***** LISTING *****

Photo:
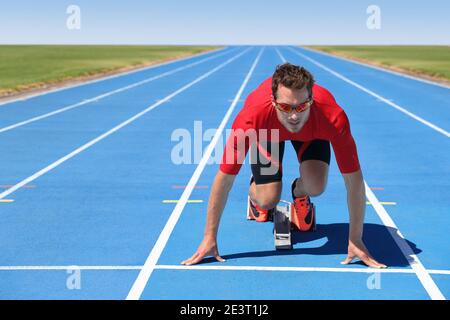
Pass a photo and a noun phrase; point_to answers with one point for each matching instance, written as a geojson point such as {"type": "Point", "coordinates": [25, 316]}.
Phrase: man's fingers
{"type": "Point", "coordinates": [348, 259]}
{"type": "Point", "coordinates": [188, 262]}
{"type": "Point", "coordinates": [371, 262]}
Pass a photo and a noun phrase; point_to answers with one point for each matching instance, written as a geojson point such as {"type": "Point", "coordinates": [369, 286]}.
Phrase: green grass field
{"type": "Point", "coordinates": [432, 61]}
{"type": "Point", "coordinates": [23, 67]}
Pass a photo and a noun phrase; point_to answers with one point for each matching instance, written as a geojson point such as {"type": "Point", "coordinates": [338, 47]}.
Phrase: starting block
{"type": "Point", "coordinates": [282, 225]}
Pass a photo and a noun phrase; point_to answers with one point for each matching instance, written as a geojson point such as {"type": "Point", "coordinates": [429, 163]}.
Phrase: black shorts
{"type": "Point", "coordinates": [267, 167]}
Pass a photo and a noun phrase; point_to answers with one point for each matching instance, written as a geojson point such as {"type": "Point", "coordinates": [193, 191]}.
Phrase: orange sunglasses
{"type": "Point", "coordinates": [284, 107]}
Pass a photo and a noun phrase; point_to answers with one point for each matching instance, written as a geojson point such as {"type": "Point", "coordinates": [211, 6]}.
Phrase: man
{"type": "Point", "coordinates": [289, 106]}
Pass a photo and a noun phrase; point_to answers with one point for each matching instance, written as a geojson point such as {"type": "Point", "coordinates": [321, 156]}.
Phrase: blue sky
{"type": "Point", "coordinates": [225, 22]}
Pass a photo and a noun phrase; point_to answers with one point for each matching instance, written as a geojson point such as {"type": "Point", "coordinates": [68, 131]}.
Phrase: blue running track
{"type": "Point", "coordinates": [87, 174]}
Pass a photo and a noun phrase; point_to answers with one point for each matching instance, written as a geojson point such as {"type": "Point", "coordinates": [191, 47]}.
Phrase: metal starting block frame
{"type": "Point", "coordinates": [282, 225]}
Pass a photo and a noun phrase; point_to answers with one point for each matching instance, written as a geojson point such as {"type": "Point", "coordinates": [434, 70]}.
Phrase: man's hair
{"type": "Point", "coordinates": [292, 77]}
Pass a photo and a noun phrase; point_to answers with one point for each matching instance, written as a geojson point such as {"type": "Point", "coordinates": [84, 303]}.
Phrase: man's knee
{"type": "Point", "coordinates": [267, 197]}
{"type": "Point", "coordinates": [268, 203]}
{"type": "Point", "coordinates": [316, 189]}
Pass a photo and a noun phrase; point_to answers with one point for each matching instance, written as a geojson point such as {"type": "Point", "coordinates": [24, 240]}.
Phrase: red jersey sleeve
{"type": "Point", "coordinates": [238, 143]}
{"type": "Point", "coordinates": [344, 145]}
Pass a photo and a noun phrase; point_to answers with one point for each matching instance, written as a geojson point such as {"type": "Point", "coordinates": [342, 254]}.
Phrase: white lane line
{"type": "Point", "coordinates": [388, 102]}
{"type": "Point", "coordinates": [379, 68]}
{"type": "Point", "coordinates": [221, 268]}
{"type": "Point", "coordinates": [116, 128]}
{"type": "Point", "coordinates": [110, 93]}
{"type": "Point", "coordinates": [120, 74]}
{"type": "Point", "coordinates": [151, 261]}
{"type": "Point", "coordinates": [280, 55]}
{"type": "Point", "coordinates": [414, 261]}
{"type": "Point", "coordinates": [44, 268]}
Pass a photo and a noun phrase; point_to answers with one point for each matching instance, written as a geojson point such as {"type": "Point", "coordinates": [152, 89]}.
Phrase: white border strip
{"type": "Point", "coordinates": [116, 128]}
{"type": "Point", "coordinates": [413, 260]}
{"type": "Point", "coordinates": [221, 268]}
{"type": "Point", "coordinates": [378, 68]}
{"type": "Point", "coordinates": [110, 93]}
{"type": "Point", "coordinates": [388, 102]}
{"type": "Point", "coordinates": [151, 261]}
{"type": "Point", "coordinates": [24, 98]}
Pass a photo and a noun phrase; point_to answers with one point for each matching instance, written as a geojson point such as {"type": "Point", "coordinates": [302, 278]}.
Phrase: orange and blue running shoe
{"type": "Point", "coordinates": [304, 217]}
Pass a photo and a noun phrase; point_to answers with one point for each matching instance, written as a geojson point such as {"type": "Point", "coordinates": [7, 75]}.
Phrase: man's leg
{"type": "Point", "coordinates": [314, 157]}
{"type": "Point", "coordinates": [313, 178]}
{"type": "Point", "coordinates": [265, 195]}
{"type": "Point", "coordinates": [265, 189]}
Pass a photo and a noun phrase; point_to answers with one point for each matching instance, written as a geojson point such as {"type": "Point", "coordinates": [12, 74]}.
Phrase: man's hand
{"type": "Point", "coordinates": [357, 249]}
{"type": "Point", "coordinates": [208, 247]}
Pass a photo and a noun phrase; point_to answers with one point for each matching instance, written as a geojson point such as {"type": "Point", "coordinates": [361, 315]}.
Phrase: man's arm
{"type": "Point", "coordinates": [356, 200]}
{"type": "Point", "coordinates": [218, 197]}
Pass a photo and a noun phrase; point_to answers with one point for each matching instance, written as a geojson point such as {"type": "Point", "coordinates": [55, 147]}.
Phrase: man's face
{"type": "Point", "coordinates": [292, 121]}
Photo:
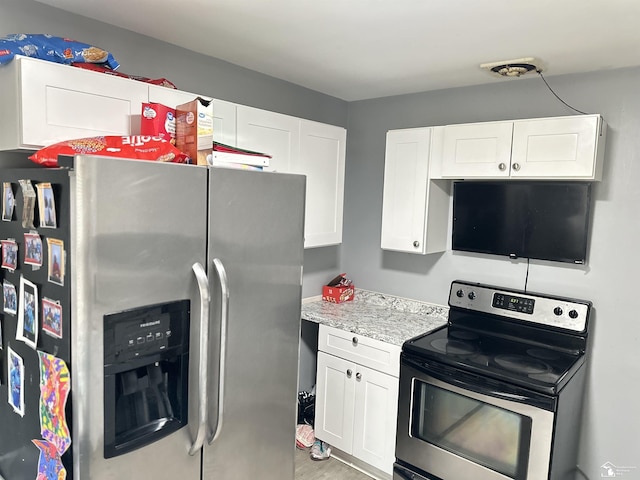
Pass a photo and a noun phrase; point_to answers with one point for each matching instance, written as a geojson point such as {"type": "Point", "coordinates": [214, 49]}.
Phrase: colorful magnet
{"type": "Point", "coordinates": [9, 254]}
{"type": "Point", "coordinates": [52, 317]}
{"type": "Point", "coordinates": [10, 298]}
{"type": "Point", "coordinates": [46, 205]}
{"type": "Point", "coordinates": [15, 373]}
{"type": "Point", "coordinates": [33, 249]}
{"type": "Point", "coordinates": [54, 390]}
{"type": "Point", "coordinates": [27, 330]}
{"type": "Point", "coordinates": [8, 202]}
{"type": "Point", "coordinates": [49, 464]}
{"type": "Point", "coordinates": [56, 260]}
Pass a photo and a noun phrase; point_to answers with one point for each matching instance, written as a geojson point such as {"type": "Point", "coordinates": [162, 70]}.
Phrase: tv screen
{"type": "Point", "coordinates": [535, 219]}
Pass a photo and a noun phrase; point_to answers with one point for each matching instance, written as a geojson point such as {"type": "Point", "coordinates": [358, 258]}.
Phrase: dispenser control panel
{"type": "Point", "coordinates": [145, 331]}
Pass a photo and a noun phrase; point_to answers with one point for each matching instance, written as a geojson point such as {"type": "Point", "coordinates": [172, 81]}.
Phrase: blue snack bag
{"type": "Point", "coordinates": [54, 49]}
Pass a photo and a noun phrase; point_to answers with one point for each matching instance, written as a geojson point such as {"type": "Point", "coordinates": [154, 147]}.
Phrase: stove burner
{"type": "Point", "coordinates": [542, 354]}
{"type": "Point", "coordinates": [454, 347]}
{"type": "Point", "coordinates": [463, 335]}
{"type": "Point", "coordinates": [521, 364]}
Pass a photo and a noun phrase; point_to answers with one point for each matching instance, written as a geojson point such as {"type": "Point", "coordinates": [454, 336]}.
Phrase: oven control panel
{"type": "Point", "coordinates": [513, 303]}
{"type": "Point", "coordinates": [570, 314]}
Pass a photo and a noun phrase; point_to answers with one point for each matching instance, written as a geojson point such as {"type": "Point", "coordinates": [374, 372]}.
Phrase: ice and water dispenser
{"type": "Point", "coordinates": [146, 362]}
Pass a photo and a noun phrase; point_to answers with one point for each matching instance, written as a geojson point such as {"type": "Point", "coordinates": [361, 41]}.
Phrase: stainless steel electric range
{"type": "Point", "coordinates": [497, 392]}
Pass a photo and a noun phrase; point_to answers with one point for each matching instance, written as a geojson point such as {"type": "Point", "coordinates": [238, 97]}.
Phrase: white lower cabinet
{"type": "Point", "coordinates": [356, 406]}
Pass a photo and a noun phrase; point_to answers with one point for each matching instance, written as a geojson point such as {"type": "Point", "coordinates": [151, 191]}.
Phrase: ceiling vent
{"type": "Point", "coordinates": [513, 68]}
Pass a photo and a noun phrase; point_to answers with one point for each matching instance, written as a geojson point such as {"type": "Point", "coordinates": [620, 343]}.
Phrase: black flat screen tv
{"type": "Point", "coordinates": [522, 219]}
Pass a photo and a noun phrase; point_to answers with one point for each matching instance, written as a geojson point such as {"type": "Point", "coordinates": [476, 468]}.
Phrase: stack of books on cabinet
{"type": "Point", "coordinates": [233, 157]}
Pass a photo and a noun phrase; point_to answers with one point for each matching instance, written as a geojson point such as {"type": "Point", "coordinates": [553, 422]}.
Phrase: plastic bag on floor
{"type": "Point", "coordinates": [304, 436]}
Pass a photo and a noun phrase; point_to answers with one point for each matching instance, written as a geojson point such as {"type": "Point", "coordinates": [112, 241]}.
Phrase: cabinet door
{"type": "Point", "coordinates": [224, 122]}
{"type": "Point", "coordinates": [322, 160]}
{"type": "Point", "coordinates": [477, 150]}
{"type": "Point", "coordinates": [374, 424]}
{"type": "Point", "coordinates": [335, 394]}
{"type": "Point", "coordinates": [563, 147]}
{"type": "Point", "coordinates": [406, 192]}
{"type": "Point", "coordinates": [271, 133]}
{"type": "Point", "coordinates": [59, 102]}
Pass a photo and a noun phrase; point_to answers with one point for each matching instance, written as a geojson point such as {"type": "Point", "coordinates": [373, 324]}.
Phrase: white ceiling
{"type": "Point", "coordinates": [361, 49]}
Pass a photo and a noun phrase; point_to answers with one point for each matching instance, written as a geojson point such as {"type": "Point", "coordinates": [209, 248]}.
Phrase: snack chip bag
{"type": "Point", "coordinates": [136, 147]}
{"type": "Point", "coordinates": [54, 49]}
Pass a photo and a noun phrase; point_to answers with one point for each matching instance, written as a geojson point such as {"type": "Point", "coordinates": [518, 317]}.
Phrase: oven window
{"type": "Point", "coordinates": [483, 433]}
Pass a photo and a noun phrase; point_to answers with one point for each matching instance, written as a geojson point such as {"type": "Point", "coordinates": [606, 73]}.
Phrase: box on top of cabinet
{"type": "Point", "coordinates": [194, 129]}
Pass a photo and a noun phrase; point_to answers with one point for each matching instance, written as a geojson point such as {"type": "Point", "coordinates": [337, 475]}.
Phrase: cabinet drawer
{"type": "Point", "coordinates": [366, 351]}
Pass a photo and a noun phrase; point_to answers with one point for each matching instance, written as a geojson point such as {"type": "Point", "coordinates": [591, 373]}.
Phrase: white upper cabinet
{"type": "Point", "coordinates": [560, 148]}
{"type": "Point", "coordinates": [415, 209]}
{"type": "Point", "coordinates": [563, 147]}
{"type": "Point", "coordinates": [322, 160]}
{"type": "Point", "coordinates": [268, 132]}
{"type": "Point", "coordinates": [477, 150]}
{"type": "Point", "coordinates": [46, 102]}
{"type": "Point", "coordinates": [313, 149]}
{"type": "Point", "coordinates": [51, 103]}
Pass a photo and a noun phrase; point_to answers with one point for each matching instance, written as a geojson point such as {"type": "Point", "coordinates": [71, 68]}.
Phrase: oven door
{"type": "Point", "coordinates": [453, 424]}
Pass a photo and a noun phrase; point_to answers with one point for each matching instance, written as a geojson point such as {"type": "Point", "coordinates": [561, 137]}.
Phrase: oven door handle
{"type": "Point", "coordinates": [481, 384]}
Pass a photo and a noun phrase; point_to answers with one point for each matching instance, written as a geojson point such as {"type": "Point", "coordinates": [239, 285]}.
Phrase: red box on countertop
{"type": "Point", "coordinates": [338, 294]}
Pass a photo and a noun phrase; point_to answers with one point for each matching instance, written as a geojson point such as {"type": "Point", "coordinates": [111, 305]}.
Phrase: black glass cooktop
{"type": "Point", "coordinates": [519, 362]}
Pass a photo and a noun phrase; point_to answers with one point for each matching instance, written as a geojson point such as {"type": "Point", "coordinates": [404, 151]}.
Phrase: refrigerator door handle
{"type": "Point", "coordinates": [205, 298]}
{"type": "Point", "coordinates": [224, 322]}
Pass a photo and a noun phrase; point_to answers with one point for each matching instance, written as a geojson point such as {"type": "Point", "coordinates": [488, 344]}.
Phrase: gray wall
{"type": "Point", "coordinates": [611, 421]}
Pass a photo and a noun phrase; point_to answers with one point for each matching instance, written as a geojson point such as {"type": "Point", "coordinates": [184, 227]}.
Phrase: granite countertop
{"type": "Point", "coordinates": [376, 315]}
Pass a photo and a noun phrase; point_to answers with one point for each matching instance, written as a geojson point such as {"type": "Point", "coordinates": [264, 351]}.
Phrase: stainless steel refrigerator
{"type": "Point", "coordinates": [180, 309]}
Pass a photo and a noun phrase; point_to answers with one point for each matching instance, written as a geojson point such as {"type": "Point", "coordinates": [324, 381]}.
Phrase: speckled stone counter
{"type": "Point", "coordinates": [377, 315]}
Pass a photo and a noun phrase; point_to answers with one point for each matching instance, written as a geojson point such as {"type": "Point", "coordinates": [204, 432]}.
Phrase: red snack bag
{"type": "Point", "coordinates": [137, 147]}
{"type": "Point", "coordinates": [159, 121]}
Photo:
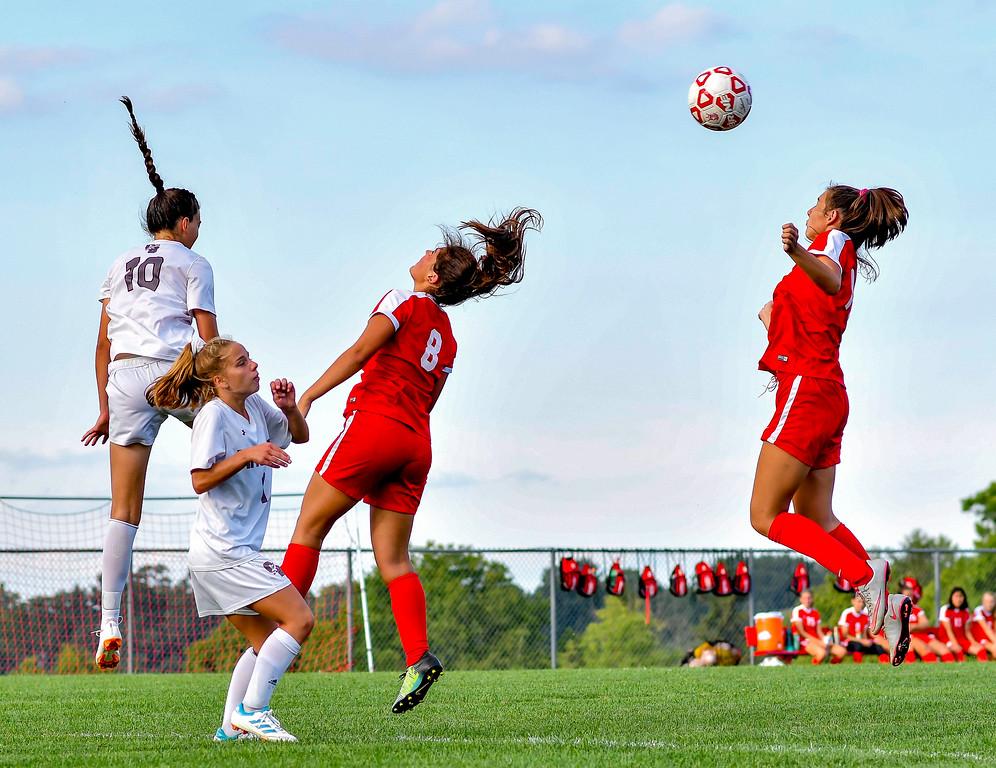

*****

Pull out every line of the rows above that contains the string "stainless", matching case exactly.

**ANSWER FOR THE TASK**
Phrase: stainless steel electric range
Phrase: stainless steel refrigerator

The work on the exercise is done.